▶ [WORK TO COMPLETE] Please give back the listing below in full. Change nothing.

▶ [PROVIDED DATA]
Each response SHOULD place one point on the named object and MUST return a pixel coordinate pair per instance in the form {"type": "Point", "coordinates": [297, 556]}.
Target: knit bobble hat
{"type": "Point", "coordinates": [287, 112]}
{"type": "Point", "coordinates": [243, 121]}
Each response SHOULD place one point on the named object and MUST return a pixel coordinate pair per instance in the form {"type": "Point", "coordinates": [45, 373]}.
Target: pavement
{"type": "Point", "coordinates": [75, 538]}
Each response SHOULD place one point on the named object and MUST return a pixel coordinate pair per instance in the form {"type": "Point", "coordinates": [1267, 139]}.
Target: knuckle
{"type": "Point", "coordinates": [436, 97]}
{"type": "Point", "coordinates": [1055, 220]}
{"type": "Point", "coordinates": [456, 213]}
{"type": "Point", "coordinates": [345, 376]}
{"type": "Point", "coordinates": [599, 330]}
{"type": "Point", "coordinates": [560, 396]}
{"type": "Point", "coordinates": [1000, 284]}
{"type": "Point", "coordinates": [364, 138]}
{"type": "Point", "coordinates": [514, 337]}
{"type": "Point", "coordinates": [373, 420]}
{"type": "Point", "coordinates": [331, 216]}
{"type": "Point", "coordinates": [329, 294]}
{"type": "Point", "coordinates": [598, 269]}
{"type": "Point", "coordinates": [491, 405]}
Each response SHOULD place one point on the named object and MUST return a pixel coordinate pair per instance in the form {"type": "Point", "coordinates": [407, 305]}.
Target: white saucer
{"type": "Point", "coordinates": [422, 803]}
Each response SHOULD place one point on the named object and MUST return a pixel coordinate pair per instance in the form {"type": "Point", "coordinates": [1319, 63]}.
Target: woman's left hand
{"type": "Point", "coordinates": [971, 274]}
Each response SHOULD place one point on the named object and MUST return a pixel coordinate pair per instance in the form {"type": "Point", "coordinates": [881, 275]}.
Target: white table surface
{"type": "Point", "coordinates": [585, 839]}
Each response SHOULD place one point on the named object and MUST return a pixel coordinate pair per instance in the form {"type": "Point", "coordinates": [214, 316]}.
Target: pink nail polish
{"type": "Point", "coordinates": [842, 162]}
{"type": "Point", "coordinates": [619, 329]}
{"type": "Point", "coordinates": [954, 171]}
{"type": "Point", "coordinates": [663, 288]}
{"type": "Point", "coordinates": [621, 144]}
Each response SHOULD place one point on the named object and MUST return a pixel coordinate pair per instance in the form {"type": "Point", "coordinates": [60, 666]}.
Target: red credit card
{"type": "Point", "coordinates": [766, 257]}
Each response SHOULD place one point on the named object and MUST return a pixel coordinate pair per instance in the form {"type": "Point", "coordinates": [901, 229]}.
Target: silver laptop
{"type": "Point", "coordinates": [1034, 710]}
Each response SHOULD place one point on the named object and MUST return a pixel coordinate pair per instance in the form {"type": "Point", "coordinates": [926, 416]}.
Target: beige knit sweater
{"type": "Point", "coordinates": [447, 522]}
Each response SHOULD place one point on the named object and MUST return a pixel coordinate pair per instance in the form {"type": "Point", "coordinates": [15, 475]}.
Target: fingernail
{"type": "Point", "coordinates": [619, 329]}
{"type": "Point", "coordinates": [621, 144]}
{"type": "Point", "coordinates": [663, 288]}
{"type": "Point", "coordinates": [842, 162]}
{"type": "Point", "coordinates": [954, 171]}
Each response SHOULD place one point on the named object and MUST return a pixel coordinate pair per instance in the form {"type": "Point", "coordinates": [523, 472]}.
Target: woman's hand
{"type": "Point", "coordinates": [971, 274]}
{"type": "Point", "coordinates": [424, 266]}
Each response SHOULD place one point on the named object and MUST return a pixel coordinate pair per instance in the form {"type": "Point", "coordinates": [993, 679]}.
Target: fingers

▶ [YOUR SOLUTION]
Each response SHOULD place one point on the named object and MUST return a pixel coordinate pair per instance in the form {"type": "Point", "coordinates": [297, 556]}.
Target: knit bobble hat
{"type": "Point", "coordinates": [287, 112]}
{"type": "Point", "coordinates": [243, 121]}
Each response SHOULD place one point on the named object and MUST return a pixel coordinate pair per instance in the form {"type": "Point", "coordinates": [45, 373]}.
Target: pavement
{"type": "Point", "coordinates": [75, 538]}
Each response SHOULD place one point on the named object and MUST return a pixel coordinate pair per instance in the form {"type": "Point", "coordinates": [1267, 139]}.
Target: knuckle
{"type": "Point", "coordinates": [436, 97]}
{"type": "Point", "coordinates": [1055, 220]}
{"type": "Point", "coordinates": [456, 213]}
{"type": "Point", "coordinates": [345, 376]}
{"type": "Point", "coordinates": [599, 330]}
{"type": "Point", "coordinates": [560, 396]}
{"type": "Point", "coordinates": [1000, 284]}
{"type": "Point", "coordinates": [364, 138]}
{"type": "Point", "coordinates": [514, 337]}
{"type": "Point", "coordinates": [373, 420]}
{"type": "Point", "coordinates": [331, 216]}
{"type": "Point", "coordinates": [329, 294]}
{"type": "Point", "coordinates": [598, 269]}
{"type": "Point", "coordinates": [491, 405]}
Each response SHOULD place one point on the named object and MUST return a pixel coordinate pair per instance in the form {"type": "Point", "coordinates": [407, 305]}.
Target: white saucer
{"type": "Point", "coordinates": [422, 803]}
Each response SHOULD place one point on the named object and MUST return a pixel coordinate pair per instance in the form {"type": "Point", "coordinates": [1319, 63]}.
Target: woman's left hand
{"type": "Point", "coordinates": [971, 274]}
Each response SHOULD place one point on the named object and MUST return a pixel coordinate pair per instance in the form {"type": "Point", "coordinates": [881, 275]}.
Target: white table surface
{"type": "Point", "coordinates": [585, 839]}
Each response SHOULD place one point on the named object and MUST return a pixel coordinate pair per instance in the form {"type": "Point", "coordinates": [214, 316]}.
Target: pink nail polish
{"type": "Point", "coordinates": [842, 162]}
{"type": "Point", "coordinates": [619, 329]}
{"type": "Point", "coordinates": [954, 171]}
{"type": "Point", "coordinates": [663, 288]}
{"type": "Point", "coordinates": [621, 144]}
Each response SHOULD place one point on the named object and MUST return a pixel coordinate pair per instance in the form {"type": "Point", "coordinates": [60, 666]}.
Target: red credit card
{"type": "Point", "coordinates": [766, 257]}
Each response SHOULD place one point on the named object and MUST return a pixel coordinate pair per instance in the form {"type": "Point", "coordinates": [901, 229]}.
Target: silver laptop
{"type": "Point", "coordinates": [1034, 710]}
Each response SHOULD place one point on the named object and MUST return a pixel coordinate pair per instance in the form {"type": "Point", "coordinates": [926, 416]}.
Target: beige knit sweater
{"type": "Point", "coordinates": [447, 522]}
Each response SHOULD place one point on the named object and MUST return a pixel coordinate pair per instance in the form {"type": "Point", "coordinates": [15, 475]}.
Target: fingernail
{"type": "Point", "coordinates": [619, 329]}
{"type": "Point", "coordinates": [621, 144]}
{"type": "Point", "coordinates": [663, 288]}
{"type": "Point", "coordinates": [842, 162]}
{"type": "Point", "coordinates": [954, 171]}
Each response SHOULD place one point on the named object and MUST return a pixel coordinate pair per instance in the form {"type": "Point", "coordinates": [523, 472]}.
Target: woman's hand
{"type": "Point", "coordinates": [971, 274]}
{"type": "Point", "coordinates": [424, 266]}
Each response SHOULD place one point on the named object and MUST return a pixel coordinate pair per instance in the form {"type": "Point", "coordinates": [993, 679]}.
Target: fingers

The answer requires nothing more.